Problem to work on >>
Filter the entries for the word "rough". Copy each line that has it.

Excerpts from a dataset
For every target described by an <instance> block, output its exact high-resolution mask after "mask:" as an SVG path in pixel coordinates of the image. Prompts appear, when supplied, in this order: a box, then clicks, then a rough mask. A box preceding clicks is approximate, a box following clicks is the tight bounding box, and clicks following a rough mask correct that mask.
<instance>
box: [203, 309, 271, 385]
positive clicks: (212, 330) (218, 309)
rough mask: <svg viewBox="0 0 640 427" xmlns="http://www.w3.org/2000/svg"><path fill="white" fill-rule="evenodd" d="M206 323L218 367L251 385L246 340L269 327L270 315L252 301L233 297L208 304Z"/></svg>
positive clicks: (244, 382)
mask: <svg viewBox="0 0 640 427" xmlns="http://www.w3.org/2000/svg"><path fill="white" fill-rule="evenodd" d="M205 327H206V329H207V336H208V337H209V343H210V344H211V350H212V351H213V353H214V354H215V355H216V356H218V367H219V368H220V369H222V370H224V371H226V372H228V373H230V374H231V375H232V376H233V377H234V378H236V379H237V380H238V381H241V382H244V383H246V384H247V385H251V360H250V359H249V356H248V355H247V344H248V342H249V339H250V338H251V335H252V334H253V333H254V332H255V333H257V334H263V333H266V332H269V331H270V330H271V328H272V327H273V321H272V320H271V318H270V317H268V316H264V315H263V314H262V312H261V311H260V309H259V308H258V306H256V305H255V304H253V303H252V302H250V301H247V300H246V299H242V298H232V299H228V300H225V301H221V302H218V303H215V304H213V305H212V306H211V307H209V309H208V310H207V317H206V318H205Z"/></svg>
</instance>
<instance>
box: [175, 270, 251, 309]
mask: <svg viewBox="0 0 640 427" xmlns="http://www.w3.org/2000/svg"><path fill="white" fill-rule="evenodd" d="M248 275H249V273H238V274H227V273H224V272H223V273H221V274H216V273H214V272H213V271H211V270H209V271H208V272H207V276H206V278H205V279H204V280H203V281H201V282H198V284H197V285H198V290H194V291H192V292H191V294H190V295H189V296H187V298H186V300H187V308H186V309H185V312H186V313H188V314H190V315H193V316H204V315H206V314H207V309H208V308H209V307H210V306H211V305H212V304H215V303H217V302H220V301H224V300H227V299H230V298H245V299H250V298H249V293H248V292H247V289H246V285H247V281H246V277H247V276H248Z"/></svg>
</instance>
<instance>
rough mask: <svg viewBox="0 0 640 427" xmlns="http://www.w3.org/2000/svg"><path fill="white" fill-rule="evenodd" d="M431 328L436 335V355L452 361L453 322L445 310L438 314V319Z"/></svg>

Answer to this task >>
For every target described by an <instance> block, output its exact high-resolution mask after "mask:" as an SVG path in pixel coordinates of the image. Prompts appear, when supplied, in this order: a box, then clicks, then a rough mask. A box preceding clicks is approximate, a box following clicks is the tight bounding box, and clicks following a rough mask correct that mask.
rough mask: <svg viewBox="0 0 640 427" xmlns="http://www.w3.org/2000/svg"><path fill="white" fill-rule="evenodd" d="M206 323L218 367L251 385L246 340L269 327L270 315L252 301L233 297L208 304Z"/></svg>
rough mask: <svg viewBox="0 0 640 427" xmlns="http://www.w3.org/2000/svg"><path fill="white" fill-rule="evenodd" d="M431 328L436 335V355L452 361L453 322L445 310L438 314V319Z"/></svg>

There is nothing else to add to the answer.